Belki de en açıklayıcı örneklerden biri, Rodney A. Brooks ve MIT Yapay Zeka Laboratuvarı'nın iki üyesi tarafından kurulan ve ev hizmetleri için tasarlanmış ticari robotların yolunu açan iRobot tarafından 2002 yılında geliştirilen popüler Roomba elektrikli süpürgedir. Onlarca yıl boyunca, androidlerin bizim yerimize süpürme yaptığı kurgular vardı; 21. yüzyılın gerçek dünyasında ise robot, elektrikli süpürgenin ta kendisi. Ancak gelecek, toz almanın çok ötesine geçecek ve robot biliminin önümüzdeki yıllarını şekillendirecek çizgiler, teknolojik olduğu kadar ekonomik ve sosyal de olacak.

→ **Alıştırmanın amacı**: Lütfen yukarıdaki robot metninden "Belki de en" sözcüklerinin geçtiği yerle başlayıp "sosyal de olacak." ile biten bölümü hiçbir değişiklik yapmadan aktarın.

Gönderimsel ifade verileri:
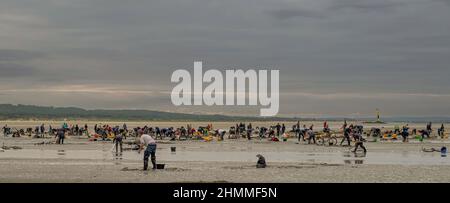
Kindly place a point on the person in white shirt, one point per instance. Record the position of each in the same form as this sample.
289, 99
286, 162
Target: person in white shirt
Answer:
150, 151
--
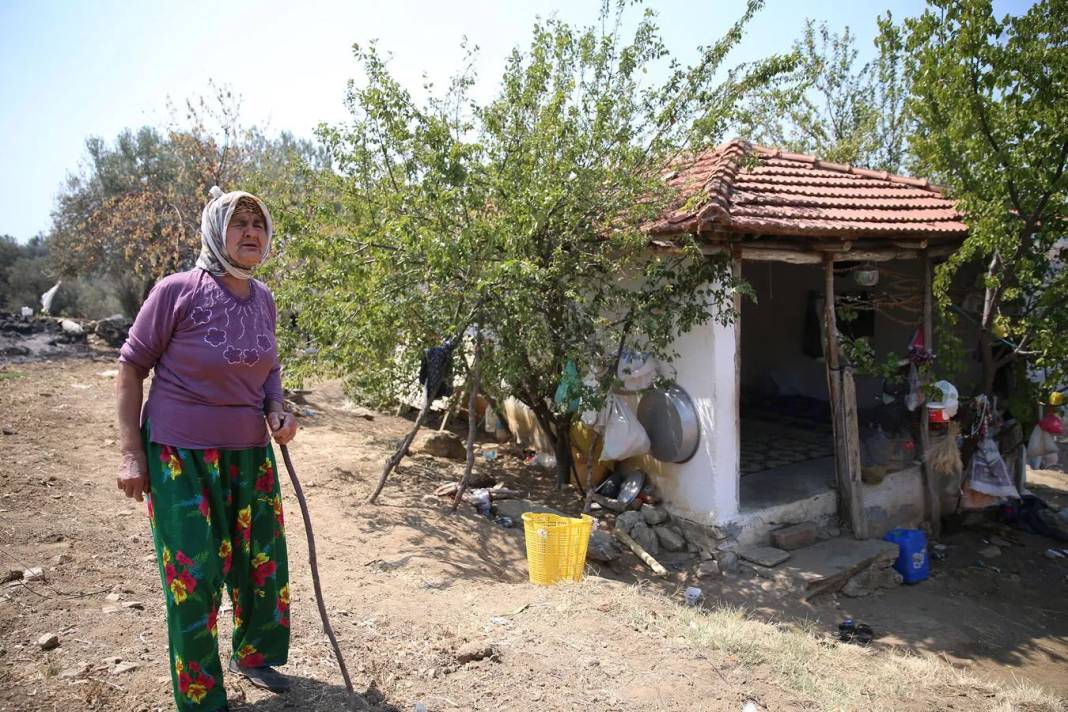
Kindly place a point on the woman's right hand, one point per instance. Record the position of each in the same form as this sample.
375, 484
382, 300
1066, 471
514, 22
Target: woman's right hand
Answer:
---
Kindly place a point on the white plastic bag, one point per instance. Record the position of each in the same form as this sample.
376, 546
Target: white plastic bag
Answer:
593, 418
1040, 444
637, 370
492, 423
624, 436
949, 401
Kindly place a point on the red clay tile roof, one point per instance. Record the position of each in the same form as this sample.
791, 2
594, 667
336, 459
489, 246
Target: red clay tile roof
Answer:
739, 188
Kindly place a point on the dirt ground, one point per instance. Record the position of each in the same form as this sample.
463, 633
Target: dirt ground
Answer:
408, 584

→ **Alıştırmanın cevabı**:
Belki de en açıklayıcı örneklerden biri, Rodney A. Brooks ve MIT Yapay Zeka Laboratuvarı'nın iki üyesi tarafından kurulan ve ev hizmetleri için tasarlanmış ticari robotların yolunu açan iRobot tarafından 2002 yılında geliştirilen popüler Roomba elektrikli süpürgedir. Onlarca yıl boyunca, androidlerin bizim yerimize süpürme yaptığı kurgular vardı; 21. yüzyılın gerçek dünyasında ise robot, elektrikli süpürgenin ta kendisi. Ancak gelecek, toz almanın çok ötesine geçecek ve robot biliminin önümüzdeki yıllarını şekillendirecek çizgiler, teknolojik olduğu kadar ekonomik ve sosyal de olacak.